Start of SOURCE DOCUMENT

Relationship Grammar
Cross-feature links should fall into one of these categories.
Anchor link
Explains what client relationship this record belongs to.
Examples:
- invoice to client account
- project to client account
- drive item to client account
Context link
Adds optional meaning without becoming required.
Examples:
- invoice to project
- contract to project
- drive item to project
Workflow handoff link
Explains how one record produced or informed the next step.
Examples:
- quote to invoice
- quote to subscription
- quote to contract
Projection link
Explains what the portal or another surface is allowed to show.
Examples:
- portal billing view to invoice state
- portal files view to shared drive items
- portal projects view to client-visible project updates
Forbidden link
A link the model should avoid because it blurs ownership or recreates legacy drift.
Examples:
- contract as a drive item
- subscription as a project-owned record
- portal as a second client directory
UX Rules For Cross-Feature Linking
Link because it explains a job, not because a foreign key exists
Every cross-feature link should answer one of these:
- what is this attached to
- why does this exist
- what should I do next
If a link answers none of those, it is probably noise.
Show the nearest useful related records
Examples:
- client detail should show all three tracks because it is the anchor workspace
- invoice detail should show client, project if present, and commercial follow-through if present
- project detail should prioritize client, updates, time, and only show commercial context when it is explicit
Keep domain problems typed
Do not collapse different problem classes into one umbrella status.

End of SOURCE DOCUMENT
Start of DATASET CONTENT

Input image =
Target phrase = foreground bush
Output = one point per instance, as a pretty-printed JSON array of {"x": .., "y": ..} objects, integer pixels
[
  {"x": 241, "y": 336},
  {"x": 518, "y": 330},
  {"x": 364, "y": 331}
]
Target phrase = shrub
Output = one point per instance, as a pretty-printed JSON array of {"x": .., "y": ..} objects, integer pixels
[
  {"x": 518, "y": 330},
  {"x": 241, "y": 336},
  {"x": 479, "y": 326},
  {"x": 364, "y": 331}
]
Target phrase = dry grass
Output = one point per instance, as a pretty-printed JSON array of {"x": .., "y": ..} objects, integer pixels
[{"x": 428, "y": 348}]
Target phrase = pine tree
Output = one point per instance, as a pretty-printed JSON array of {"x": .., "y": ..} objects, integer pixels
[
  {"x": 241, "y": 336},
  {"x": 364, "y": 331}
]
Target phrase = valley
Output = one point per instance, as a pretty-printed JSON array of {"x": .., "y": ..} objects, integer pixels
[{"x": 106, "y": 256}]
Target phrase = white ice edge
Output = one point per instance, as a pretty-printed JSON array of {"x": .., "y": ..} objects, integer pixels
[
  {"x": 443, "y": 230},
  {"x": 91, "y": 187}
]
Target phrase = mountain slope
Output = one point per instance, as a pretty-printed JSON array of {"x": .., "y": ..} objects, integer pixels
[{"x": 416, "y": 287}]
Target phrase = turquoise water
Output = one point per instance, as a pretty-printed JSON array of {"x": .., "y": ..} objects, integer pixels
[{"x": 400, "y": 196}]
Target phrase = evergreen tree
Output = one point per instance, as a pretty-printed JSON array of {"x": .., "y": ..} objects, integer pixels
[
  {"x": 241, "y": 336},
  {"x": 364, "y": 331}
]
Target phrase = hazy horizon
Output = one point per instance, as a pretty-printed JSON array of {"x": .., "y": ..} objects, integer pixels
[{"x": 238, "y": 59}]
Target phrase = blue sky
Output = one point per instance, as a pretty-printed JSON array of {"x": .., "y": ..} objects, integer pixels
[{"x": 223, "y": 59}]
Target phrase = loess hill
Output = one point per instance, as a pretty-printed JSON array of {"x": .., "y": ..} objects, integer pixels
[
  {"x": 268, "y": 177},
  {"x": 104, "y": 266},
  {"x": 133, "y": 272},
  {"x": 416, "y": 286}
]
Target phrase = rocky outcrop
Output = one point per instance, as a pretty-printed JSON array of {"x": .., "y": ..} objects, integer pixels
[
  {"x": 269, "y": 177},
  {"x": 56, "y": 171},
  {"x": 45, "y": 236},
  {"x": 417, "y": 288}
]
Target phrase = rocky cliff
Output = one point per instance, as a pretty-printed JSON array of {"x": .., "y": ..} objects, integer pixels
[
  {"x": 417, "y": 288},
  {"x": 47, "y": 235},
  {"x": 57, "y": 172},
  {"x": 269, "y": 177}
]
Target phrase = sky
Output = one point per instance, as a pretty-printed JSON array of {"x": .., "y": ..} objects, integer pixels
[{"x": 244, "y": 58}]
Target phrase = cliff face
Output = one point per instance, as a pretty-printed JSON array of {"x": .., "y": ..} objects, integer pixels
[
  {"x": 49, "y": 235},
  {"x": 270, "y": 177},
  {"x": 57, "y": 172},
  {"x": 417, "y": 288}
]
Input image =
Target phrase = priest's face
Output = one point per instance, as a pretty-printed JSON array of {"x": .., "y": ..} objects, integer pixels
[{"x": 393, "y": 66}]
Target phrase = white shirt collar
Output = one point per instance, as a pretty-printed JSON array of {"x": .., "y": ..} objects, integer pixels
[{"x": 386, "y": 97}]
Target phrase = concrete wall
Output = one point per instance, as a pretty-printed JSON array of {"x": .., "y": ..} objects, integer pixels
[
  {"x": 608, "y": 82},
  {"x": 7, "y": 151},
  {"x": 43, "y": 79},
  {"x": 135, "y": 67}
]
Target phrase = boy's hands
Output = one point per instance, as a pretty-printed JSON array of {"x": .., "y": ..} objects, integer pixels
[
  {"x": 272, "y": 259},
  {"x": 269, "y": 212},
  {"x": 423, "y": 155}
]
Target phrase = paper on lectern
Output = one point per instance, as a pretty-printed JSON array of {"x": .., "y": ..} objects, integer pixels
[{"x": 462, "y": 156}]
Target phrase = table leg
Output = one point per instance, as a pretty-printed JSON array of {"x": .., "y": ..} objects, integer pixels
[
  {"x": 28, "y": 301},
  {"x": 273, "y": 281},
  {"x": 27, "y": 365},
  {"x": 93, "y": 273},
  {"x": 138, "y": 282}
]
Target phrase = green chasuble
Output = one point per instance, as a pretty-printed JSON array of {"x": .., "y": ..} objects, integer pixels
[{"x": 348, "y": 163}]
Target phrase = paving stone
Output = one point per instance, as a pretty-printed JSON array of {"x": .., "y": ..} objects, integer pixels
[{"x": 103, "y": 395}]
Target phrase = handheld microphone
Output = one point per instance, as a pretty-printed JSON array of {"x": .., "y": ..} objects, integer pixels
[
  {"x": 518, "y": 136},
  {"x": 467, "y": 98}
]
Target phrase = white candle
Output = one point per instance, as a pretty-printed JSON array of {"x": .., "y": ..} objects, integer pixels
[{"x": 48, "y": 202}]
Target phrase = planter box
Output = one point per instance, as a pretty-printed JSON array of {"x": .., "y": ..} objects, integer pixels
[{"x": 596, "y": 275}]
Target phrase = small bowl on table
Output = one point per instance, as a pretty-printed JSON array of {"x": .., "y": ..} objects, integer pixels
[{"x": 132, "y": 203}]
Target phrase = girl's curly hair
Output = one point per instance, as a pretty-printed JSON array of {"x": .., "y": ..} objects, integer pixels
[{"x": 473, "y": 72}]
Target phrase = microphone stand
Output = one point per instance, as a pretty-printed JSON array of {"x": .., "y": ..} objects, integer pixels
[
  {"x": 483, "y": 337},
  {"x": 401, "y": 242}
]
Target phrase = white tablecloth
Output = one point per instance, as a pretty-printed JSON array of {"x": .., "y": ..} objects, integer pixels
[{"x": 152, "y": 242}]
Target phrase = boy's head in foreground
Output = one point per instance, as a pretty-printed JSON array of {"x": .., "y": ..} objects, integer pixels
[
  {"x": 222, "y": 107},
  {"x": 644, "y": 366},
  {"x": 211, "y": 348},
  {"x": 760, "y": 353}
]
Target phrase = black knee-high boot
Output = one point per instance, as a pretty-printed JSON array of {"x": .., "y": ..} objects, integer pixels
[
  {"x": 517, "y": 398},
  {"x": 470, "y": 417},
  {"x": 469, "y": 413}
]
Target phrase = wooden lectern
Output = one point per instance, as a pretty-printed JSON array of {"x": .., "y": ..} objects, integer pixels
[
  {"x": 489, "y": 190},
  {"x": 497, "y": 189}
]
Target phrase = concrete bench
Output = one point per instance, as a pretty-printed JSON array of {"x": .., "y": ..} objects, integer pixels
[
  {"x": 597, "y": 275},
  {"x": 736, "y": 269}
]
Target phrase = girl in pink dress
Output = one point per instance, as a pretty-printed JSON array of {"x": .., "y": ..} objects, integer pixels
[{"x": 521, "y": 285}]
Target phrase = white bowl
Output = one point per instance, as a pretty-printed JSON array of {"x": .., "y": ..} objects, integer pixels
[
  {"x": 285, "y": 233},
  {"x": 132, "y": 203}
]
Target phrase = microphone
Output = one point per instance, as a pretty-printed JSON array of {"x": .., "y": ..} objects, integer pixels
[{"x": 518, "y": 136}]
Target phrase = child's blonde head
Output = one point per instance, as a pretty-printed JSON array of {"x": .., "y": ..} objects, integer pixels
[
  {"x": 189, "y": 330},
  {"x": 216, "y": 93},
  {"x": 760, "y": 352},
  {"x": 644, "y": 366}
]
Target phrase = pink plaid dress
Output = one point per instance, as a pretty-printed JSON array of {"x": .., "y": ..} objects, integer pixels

End of DATASET CONTENT

WORK INSTRUCTIONS | Revise the passage of the relationship grammar text that opens with the words "Anchor link" and closes with "the next step.", changing "client account" to "customer account" throughout.

WRITTEN REPLY |
Anchor link
Explains what client relationship this record belongs to.
Examples:
- invoice to customer account
- project to customer account
- drive item to customer account
Context link
Adds optional meaning without becoming required.
Examples:
- invoice to project
- contract to project
- drive item to project
Workflow handoff link
Explains how one record produced or informed the next step.